→ DIRECTIVE: Gather every line of the entries below that contains the string "fingers", and copy each one. Case counts.

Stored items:
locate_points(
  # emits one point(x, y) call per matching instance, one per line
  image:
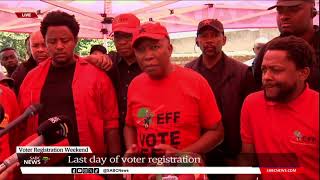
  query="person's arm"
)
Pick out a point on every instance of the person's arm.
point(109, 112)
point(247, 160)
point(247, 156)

---

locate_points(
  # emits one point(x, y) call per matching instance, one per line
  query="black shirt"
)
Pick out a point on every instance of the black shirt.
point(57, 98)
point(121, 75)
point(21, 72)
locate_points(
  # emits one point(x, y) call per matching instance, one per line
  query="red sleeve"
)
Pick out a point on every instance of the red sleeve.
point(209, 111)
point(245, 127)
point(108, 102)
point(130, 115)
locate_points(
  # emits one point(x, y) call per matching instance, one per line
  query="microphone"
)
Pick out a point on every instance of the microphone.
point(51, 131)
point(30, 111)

* * *

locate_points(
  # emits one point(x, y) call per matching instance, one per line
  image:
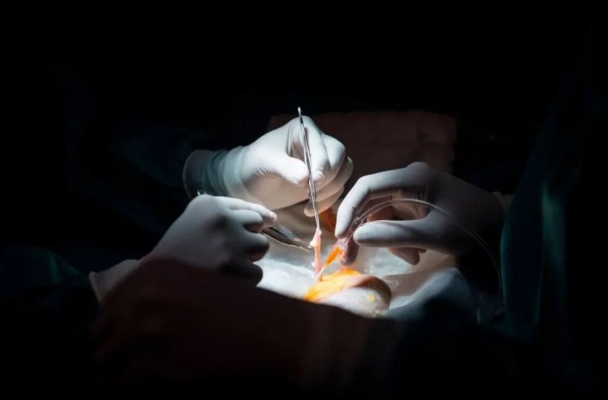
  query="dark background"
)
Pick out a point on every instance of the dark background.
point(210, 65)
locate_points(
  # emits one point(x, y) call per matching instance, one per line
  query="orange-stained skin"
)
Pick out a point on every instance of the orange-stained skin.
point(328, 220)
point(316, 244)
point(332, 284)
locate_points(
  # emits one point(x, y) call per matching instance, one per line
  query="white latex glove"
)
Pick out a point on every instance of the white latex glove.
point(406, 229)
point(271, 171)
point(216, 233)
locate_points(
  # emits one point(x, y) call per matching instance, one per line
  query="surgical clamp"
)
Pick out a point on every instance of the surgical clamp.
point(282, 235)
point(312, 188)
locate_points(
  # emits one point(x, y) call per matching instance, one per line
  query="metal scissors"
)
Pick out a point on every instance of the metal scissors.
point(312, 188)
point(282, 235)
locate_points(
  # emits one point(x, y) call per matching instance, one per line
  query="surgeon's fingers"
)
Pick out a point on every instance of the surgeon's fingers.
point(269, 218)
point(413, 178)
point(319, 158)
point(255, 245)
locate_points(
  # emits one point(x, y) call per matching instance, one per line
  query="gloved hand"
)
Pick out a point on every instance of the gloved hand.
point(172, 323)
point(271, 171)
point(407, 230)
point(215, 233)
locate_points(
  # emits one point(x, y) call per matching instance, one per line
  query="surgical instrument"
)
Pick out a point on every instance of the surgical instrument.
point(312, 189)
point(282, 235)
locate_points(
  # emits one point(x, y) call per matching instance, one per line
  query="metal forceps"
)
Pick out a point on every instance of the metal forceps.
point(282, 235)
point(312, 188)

→ OUTPUT OF THE EXERCISE:
  query="surgeon's fingers"
Pick out a point on every instance of the surgeon's fingers.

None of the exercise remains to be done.